(Beginning of Working data)

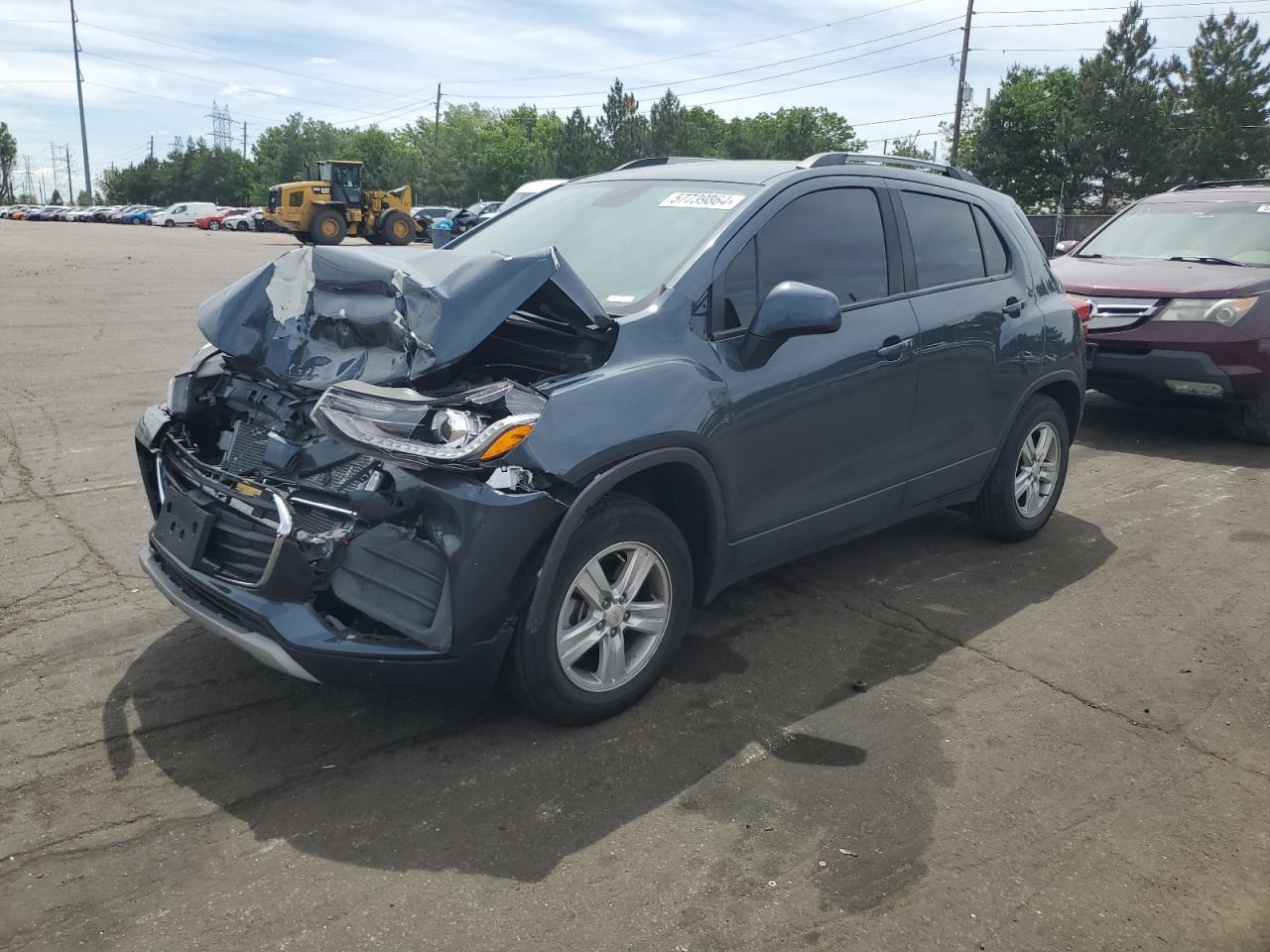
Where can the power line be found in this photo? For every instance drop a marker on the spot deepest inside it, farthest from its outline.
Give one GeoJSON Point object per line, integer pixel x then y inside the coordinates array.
{"type": "Point", "coordinates": [758, 66]}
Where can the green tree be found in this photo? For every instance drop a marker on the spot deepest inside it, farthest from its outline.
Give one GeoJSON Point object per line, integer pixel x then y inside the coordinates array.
{"type": "Point", "coordinates": [1224, 93]}
{"type": "Point", "coordinates": [1123, 112]}
{"type": "Point", "coordinates": [581, 149]}
{"type": "Point", "coordinates": [625, 131]}
{"type": "Point", "coordinates": [1023, 143]}
{"type": "Point", "coordinates": [8, 157]}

(End of Working data)

- _Problem requirements_: The entries above, every one of them, should be retyped exactly, with no pictures carried over.

- _Result for this task_:
Where can the power line be found in this photo? For every instance drop a marker on the spot deepest inside it, farthest from its outline.
Give one GeoJSON Point object per line, integer pixel x then y inside the coordinates array.
{"type": "Point", "coordinates": [758, 66]}
Where can the green tree be found in this photo? For every instance drop a marker on the spot deepest inside it, farthest from its outline.
Give one GeoJSON Point object per line, integer pixel x then y inside the coordinates array.
{"type": "Point", "coordinates": [1224, 93]}
{"type": "Point", "coordinates": [1123, 112]}
{"type": "Point", "coordinates": [581, 149]}
{"type": "Point", "coordinates": [625, 131]}
{"type": "Point", "coordinates": [1023, 143]}
{"type": "Point", "coordinates": [8, 157]}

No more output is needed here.